ABOUT THIS TASK: Where the string "give" occurs in a line of the data below, that line should be copied.

Stored data entries:
______________________________

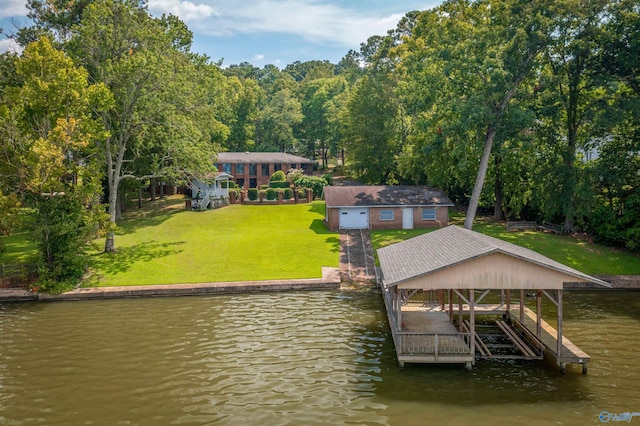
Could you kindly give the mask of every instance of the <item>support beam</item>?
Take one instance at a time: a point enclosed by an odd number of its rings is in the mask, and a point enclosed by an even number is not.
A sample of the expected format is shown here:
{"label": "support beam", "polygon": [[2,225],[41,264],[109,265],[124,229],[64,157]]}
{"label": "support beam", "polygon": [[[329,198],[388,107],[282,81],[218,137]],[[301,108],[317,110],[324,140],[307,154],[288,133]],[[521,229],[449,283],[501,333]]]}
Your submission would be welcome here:
{"label": "support beam", "polygon": [[562,365],[560,359],[562,358],[562,290],[557,290],[558,297],[558,364]]}
{"label": "support beam", "polygon": [[507,315],[511,311],[511,290],[507,289]]}
{"label": "support beam", "polygon": [[473,289],[469,289],[469,322],[471,323],[471,335],[469,336],[469,340],[471,341],[471,355],[473,355],[473,364],[476,363],[475,355],[476,355],[476,315],[475,315],[475,301],[473,300],[475,296],[475,291]]}
{"label": "support beam", "polygon": [[449,322],[453,324],[453,290],[449,289]]}
{"label": "support beam", "polygon": [[542,338],[542,290],[536,291],[536,337]]}
{"label": "support beam", "polygon": [[464,319],[462,316],[462,295],[458,291],[456,294],[458,295],[458,331],[462,333],[462,320]]}
{"label": "support beam", "polygon": [[520,289],[520,323],[524,323],[524,289]]}
{"label": "support beam", "polygon": [[398,331],[402,331],[402,290],[398,290],[396,286],[396,319]]}

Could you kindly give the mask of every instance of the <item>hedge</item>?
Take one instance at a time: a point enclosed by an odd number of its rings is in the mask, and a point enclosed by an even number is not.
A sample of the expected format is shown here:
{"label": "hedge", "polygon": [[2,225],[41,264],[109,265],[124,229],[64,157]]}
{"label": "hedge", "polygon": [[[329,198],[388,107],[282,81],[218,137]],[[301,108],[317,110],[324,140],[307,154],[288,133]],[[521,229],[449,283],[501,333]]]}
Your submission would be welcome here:
{"label": "hedge", "polygon": [[284,200],[290,200],[293,198],[293,189],[291,188],[285,188],[284,191],[282,191],[282,198]]}
{"label": "hedge", "polygon": [[258,201],[258,188],[249,188],[247,190],[247,196],[250,201]]}
{"label": "hedge", "polygon": [[265,191],[266,195],[267,195],[267,200],[269,201],[273,201],[273,200],[277,200],[278,199],[278,191],[276,191],[273,188],[269,188]]}
{"label": "hedge", "polygon": [[287,175],[282,170],[275,171],[269,178],[269,182],[283,182],[287,180]]}

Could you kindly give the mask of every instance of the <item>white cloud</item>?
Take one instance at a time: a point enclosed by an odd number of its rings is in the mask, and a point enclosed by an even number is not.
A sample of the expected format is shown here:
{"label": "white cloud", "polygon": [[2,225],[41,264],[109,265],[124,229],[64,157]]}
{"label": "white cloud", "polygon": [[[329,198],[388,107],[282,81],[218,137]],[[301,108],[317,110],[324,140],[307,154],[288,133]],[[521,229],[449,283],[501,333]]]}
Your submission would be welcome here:
{"label": "white cloud", "polygon": [[0,53],[16,52],[21,53],[22,47],[10,38],[0,40]]}
{"label": "white cloud", "polygon": [[197,21],[216,16],[218,12],[207,4],[181,0],[149,0],[149,11],[154,15],[170,13],[183,21]]}
{"label": "white cloud", "polygon": [[326,0],[219,0],[218,14],[196,23],[194,29],[213,36],[290,34],[313,43],[357,47],[372,35],[386,34],[404,16],[365,5],[346,9]]}
{"label": "white cloud", "polygon": [[27,16],[26,3],[24,0],[0,0],[0,19]]}
{"label": "white cloud", "polygon": [[262,55],[262,54],[254,55],[253,56],[253,60],[254,61],[262,61],[262,60],[264,60],[264,55]]}

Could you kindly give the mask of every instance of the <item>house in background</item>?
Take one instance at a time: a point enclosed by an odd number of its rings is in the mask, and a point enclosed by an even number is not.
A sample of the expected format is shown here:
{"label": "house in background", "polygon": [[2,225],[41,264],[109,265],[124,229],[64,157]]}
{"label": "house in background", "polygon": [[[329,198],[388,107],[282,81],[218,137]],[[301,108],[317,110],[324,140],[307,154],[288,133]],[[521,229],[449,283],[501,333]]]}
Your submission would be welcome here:
{"label": "house in background", "polygon": [[439,228],[453,203],[428,186],[327,186],[326,225],[340,229]]}
{"label": "house in background", "polygon": [[233,176],[228,173],[218,172],[215,175],[207,176],[202,181],[194,179],[191,181],[191,208],[193,210],[205,210],[208,208],[217,209],[229,205],[228,185],[223,182],[233,180]]}
{"label": "house in background", "polygon": [[245,189],[268,185],[269,177],[277,170],[285,174],[291,169],[313,172],[312,160],[283,152],[220,152],[215,166],[218,171],[233,175],[236,185]]}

______________________________

RESULT FOR THIS TASK:
Could you kindly give the mask of every instance of the <item>support beam</item>?
Could you kindly give the mask of every instance of the <item>hedge</item>?
Could you kindly give the mask of every instance of the <item>white cloud</item>?
Could you kindly give the mask of every instance of the <item>house in background</item>?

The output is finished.